TASK LIST:
**A)** Check each statement against the forum post on the artificial reef study below and answer yes or no, quoting the exact words from the post that decide it.
(i) The study was funded by the Florida Department of Environmental Protection.
(ii) The poster says the study's figures are fisheries management figures.
(iii) The study covers artificial reefs in southwest Florida.
**B)** Carry on the forum post about the artificial reef study from the point where it stops.

TEXT SEGMENT:

▽

View Full Version : Best Availiable Science?

09-21-2005, 09:22 PM
Wow, here is an study I found to be rather interesting. After reading about this study I don't understand why the NMFS can't get better available science. This study was avail to me on the internet. It truly contradicts many of the figures that the NMFS is claiming as "best availiable science". We need these guys to do an economic impact study for grouper fishing. I understand these figures are for a cost analysis and not fisheries managment figures, but to read them and imagine what the "use value" of grouper fishing gulf wide would be is astounding.

Economic Impact and Recreational Value of Artificial Reefs in Northwest Florida

Fred Bell. Florida State University, Department of Economics, Tallahassee, FL 32306. Phone: 850/644-7092. Email: fwbell@garnet.acns.fsu.edu

Wednesday: 3:20-3:40

Artificial reefs provide a valuable aid in recreational fishing and diving.

However, there have been few studies of the economic impact of artificial reefs on coastal communities and the added recreational value provided to anglers and divers who use artificial reefs. This study was funded by the florida department of envirnomental protection to ascertain what the economic benefits are compared to the cost of deploying artificial reefs in northwest Florida.

△

DATASET RECORDS:
▽

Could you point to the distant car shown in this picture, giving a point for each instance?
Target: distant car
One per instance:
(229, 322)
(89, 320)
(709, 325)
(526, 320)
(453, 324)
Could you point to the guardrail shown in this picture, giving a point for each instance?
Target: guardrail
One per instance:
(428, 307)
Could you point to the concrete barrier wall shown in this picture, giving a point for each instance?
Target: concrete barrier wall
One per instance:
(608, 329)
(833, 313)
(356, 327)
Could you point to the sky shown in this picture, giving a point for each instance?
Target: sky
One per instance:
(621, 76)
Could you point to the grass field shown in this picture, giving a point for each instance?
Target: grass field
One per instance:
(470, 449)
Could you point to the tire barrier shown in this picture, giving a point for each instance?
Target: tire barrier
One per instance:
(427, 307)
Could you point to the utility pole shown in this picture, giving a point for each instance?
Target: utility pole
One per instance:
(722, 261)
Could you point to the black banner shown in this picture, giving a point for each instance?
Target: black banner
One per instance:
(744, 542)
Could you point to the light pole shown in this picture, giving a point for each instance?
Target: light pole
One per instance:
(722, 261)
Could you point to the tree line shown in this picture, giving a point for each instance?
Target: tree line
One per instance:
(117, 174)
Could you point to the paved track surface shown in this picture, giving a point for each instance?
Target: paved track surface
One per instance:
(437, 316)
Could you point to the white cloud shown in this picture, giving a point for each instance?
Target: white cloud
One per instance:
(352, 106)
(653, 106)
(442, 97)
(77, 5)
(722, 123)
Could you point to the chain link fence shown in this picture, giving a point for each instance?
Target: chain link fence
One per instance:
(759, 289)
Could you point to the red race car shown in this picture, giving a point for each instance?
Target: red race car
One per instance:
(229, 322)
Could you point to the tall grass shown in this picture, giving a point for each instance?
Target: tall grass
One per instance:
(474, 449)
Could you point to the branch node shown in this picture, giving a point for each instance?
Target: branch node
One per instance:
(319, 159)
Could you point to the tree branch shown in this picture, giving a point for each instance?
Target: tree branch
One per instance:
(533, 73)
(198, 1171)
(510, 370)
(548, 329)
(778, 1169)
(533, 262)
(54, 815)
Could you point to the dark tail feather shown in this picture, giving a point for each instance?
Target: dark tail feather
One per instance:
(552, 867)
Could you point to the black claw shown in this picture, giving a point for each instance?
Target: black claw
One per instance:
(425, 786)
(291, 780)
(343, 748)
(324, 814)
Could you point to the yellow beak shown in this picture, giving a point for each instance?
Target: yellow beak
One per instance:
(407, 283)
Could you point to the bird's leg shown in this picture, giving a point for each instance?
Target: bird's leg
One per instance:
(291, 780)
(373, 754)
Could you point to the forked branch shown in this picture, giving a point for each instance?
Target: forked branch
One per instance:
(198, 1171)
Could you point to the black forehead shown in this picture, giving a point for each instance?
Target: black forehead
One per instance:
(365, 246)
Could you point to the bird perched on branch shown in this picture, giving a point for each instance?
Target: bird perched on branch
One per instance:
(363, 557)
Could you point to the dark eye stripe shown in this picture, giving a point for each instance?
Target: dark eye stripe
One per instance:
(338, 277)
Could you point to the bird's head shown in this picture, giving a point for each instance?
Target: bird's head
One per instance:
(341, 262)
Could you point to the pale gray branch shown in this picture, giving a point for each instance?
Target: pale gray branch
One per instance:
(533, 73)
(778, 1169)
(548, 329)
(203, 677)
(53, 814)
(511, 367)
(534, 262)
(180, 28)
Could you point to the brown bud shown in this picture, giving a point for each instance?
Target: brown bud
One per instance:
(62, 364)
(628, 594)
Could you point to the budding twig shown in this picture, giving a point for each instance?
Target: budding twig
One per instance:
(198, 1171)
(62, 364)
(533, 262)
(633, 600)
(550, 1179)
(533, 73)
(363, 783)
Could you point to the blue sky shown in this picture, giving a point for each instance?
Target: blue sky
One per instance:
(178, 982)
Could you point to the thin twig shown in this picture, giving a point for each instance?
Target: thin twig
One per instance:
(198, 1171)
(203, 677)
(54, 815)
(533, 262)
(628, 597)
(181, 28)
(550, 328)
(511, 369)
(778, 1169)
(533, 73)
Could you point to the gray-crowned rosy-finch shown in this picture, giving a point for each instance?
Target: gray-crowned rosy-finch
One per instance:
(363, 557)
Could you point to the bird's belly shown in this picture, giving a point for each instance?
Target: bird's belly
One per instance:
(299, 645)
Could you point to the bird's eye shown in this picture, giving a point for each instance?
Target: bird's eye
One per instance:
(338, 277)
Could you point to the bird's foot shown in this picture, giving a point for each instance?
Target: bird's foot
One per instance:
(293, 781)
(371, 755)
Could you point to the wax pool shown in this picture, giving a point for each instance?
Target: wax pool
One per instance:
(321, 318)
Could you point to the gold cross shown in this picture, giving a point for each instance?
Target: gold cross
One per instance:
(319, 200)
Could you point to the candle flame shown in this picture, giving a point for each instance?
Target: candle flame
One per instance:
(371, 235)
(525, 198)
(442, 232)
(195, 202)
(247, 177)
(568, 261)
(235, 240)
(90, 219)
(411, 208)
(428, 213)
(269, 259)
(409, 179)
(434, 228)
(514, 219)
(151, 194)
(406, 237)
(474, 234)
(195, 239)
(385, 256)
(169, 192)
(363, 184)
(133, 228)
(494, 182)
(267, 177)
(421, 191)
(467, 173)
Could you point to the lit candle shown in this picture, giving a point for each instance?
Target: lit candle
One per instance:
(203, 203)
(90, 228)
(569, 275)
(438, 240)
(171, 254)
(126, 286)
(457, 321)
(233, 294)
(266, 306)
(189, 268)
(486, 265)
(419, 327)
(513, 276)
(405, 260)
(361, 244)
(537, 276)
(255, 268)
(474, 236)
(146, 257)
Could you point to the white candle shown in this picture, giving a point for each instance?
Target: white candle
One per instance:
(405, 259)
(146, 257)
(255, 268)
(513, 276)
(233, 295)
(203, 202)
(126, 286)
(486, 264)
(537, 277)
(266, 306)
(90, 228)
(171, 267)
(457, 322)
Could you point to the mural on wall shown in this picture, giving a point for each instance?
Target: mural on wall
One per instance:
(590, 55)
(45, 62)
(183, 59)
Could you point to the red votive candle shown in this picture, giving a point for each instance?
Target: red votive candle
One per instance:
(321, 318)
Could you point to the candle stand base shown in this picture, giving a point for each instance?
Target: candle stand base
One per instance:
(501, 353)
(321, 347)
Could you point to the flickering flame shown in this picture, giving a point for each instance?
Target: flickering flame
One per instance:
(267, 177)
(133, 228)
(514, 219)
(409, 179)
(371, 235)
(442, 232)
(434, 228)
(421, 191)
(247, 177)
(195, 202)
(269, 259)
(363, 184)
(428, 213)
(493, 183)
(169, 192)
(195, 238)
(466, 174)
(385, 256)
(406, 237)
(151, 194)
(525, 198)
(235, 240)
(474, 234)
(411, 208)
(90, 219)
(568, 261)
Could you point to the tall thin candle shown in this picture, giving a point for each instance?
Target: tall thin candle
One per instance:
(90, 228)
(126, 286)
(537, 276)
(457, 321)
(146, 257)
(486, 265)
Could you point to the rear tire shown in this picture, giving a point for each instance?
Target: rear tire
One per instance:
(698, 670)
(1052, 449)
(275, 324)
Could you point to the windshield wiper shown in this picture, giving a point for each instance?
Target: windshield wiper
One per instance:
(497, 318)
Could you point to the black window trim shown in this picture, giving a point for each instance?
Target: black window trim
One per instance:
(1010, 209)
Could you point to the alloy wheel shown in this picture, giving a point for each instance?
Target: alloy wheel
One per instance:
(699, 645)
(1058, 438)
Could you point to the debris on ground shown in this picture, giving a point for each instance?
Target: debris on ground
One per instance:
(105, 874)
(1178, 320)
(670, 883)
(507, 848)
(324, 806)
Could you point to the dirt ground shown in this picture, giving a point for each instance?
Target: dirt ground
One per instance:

△

ANSWERS FOR THIS EXERCISE:
**A)**
(i) Yes: "This study was funded by the florida department of envirnomental protection"
(ii) No: "I understand these figures are for a cost analysis and not fisheries managment figures"
(iii) No: "Economic Impact and Recreational Value of Artificial Reefs in Northwest Florida"

**B)**
The area of study included bay; Walton; Okaloosa; Santa Rosa and Escambia counties in Florida. Users of artificial reefs were divided into visitors and local residents for these counties. For the five county area. It was found that in 1998 visitors spent over $357 million on such items as bait; charter boat fees and lodgings that were directly related to the use of artificial reefs. Residents of these counties spent over $57 million during

This same time period for a combined economic impact of over $415 million. This combined impact supported nearly $84 million in wages and salaries and 8,163 jobs associated with the use of artificial reefs. The deployment of Artificial reefs was associated with a considerable injection of money into the local economies by visitors plus residents. Indirect impacts by visitors were not considered in this study, but would added to the overall economic importance of artificial reefs.

The use of artificial reefs for fishing and diving enhances the value of the recreational experience. This is called "use value" by economists and measures the added output of the services provided by the recreational aid called an artificial reef. Although this "use value" is not directly measured by the market, three well know techniques were employed to estimate "use value". These techniques are the (1) turnbull; (2) dichotomous choice and (3) travel cost method. Using survey data of anglers and divers, it was found that the artificial reef system off the five counties under study added over $31 million annually to the recreational experience. Since this "use value" is an economic benefit that flows to anglers and divers over time, its asset(capitalized value) at 3% is nearly $1.2 billion. From 1978 to 1998, the state and local governments have invested about $5 million in artificial reefs off the study area. Thus, the economic implication are immense. In this study, the investment in artificial reefs created a recreational asset 240 times the initial investment.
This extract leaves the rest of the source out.